#### YOUR ASSIGNMENT:
Write the next part of the article below on high-quality care for people affected by TB, picking up after its final sentence.

#### TEXT PROVIDED:
High-quality care in TB: Rights and perspectives of affected individuals 

Care for TB has to consider individual needs - giving treatment is not enough. These needs vary from economic support to informational needs and gender responsive care to mental health support.

Published - April 01, 2024 03:40 pm IST

Image for representational purpose only. File

Image for representational purpose only. File | Photo Credit: AP

Care — almost always in TB, is defined as the right diagnosis and treatment. But how do communities, those affected or the final and recipients of care, define good quality care? What does it mean to them? Is it merely a correct diagnosis or treatment or does it go well beyond it?

Advocates and survivors who know the realities of TB and its social, economic and cultural components of care know that comprehensive high-quality care is well beyond diagnosis and treatment alone. High-quality care is a concept that puts lived realities-economic, social, gender and otherwise- and the experiences of patients and survivors at the centre of the definition of care. 

This means that care for TB has to consider individual needs — giving treatment is not enough. These needs vary, from economic support to informational needs and gender responsive care to mental health support.

Why is this definition important? This definition of care is critical because it prioritises the individual and not the treatment. It puts people in the decision making capacity to define their care and what they need. In doing so, it puts the affected individual in control of their care, making active choices and making care responsive to individual needs.

(Dataset records)
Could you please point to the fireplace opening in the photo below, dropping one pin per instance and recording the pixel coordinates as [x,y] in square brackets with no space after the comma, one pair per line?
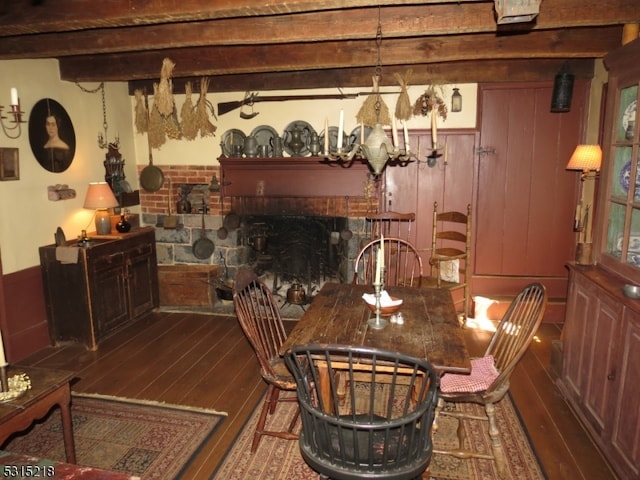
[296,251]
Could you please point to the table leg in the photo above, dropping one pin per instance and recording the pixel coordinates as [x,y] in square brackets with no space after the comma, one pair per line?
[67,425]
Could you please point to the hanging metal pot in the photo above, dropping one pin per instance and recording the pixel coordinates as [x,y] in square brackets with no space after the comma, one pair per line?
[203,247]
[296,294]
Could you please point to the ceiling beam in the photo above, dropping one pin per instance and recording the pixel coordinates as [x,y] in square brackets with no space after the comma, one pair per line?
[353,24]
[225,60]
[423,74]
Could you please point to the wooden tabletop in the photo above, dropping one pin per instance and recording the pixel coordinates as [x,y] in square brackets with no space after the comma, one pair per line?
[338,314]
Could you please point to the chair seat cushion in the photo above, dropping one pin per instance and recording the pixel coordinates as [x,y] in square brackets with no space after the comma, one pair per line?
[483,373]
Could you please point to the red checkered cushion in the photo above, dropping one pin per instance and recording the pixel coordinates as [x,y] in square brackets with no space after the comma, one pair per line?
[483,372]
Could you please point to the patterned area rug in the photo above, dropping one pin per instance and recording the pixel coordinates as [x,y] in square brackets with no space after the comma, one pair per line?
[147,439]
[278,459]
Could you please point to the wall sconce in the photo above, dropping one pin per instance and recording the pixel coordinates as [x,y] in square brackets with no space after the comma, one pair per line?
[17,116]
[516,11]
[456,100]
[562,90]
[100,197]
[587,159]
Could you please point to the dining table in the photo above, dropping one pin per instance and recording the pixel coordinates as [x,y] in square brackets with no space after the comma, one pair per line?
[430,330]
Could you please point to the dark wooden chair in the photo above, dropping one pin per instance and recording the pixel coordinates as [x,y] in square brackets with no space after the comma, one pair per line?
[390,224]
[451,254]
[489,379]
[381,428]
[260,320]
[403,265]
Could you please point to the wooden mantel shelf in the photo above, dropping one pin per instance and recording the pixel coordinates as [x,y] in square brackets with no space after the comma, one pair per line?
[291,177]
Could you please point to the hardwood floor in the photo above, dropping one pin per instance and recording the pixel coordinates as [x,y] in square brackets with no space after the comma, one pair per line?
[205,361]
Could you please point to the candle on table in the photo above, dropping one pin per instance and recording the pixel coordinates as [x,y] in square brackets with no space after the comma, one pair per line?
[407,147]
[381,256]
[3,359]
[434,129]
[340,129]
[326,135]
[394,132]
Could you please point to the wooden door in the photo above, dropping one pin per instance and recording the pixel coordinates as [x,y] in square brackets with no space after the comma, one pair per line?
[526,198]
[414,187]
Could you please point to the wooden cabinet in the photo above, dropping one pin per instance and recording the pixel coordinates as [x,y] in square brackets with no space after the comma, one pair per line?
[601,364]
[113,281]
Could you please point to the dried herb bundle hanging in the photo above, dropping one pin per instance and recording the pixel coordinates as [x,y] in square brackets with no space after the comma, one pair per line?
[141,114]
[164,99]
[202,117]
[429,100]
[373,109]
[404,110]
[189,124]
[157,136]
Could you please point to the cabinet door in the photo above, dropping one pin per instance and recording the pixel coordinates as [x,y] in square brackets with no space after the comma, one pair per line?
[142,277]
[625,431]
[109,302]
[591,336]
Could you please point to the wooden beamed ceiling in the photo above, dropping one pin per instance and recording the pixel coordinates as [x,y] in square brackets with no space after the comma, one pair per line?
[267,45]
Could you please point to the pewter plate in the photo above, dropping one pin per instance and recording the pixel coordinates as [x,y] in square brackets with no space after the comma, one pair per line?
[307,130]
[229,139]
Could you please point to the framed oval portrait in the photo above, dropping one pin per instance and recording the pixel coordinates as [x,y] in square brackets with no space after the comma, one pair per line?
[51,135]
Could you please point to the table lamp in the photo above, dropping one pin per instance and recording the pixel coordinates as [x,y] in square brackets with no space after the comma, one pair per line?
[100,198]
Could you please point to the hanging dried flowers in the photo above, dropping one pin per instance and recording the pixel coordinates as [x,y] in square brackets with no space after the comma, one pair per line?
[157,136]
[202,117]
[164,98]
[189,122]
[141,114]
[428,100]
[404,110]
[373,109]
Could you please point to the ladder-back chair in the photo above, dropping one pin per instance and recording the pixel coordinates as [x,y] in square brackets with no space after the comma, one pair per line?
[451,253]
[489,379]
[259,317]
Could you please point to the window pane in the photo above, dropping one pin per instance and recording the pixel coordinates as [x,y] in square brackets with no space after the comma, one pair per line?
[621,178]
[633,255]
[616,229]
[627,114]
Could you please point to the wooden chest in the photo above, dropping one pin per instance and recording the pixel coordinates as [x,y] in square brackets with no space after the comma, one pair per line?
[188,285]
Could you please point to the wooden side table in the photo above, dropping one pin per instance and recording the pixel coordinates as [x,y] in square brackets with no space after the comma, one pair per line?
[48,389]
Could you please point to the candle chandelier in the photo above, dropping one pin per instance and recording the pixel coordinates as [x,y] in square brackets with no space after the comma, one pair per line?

#### OUTPUT FOR THIS TASK:
What does this mean? Based on personal experiences and interviews, patients define care in multiple ways and for them if it does not correspond to their realities, the care is substandard. For survivors and patients, high-quality care entails care that is affordable, accessible, stigma-free, that understands the economic realities of patients, is dignified, which accounts for gender and mental health issues -- pre-existing and treatment-induced, among other things. Going by this definition, most quality of TB care is substandard. 

Also Read | TB control in India calls for person-centred solutions 

What does it say about limitations in our concepts of care? 

Most decision makers find this definition of care too broad or exhaustive. Others argue that it will cost too much. But think about it- if the quality of care is assessed based on the parameters identified by patients, health systems can work more effectively towards creating a paradigm of care that is accessible to patients and caters to their needs fully. The impact of such care would be that it improves the quality of life of the patient as well as improves the utilisation of health services. Moreover, it would reduce the economic and social costs of TB. 

Care that speaks to the needs and expectations of those affected, must therefore, be defined by experts but also those who receive it. As survivors, we can tell you that high quality care is not limited to diagnosis and treatment. It goes far beyond that.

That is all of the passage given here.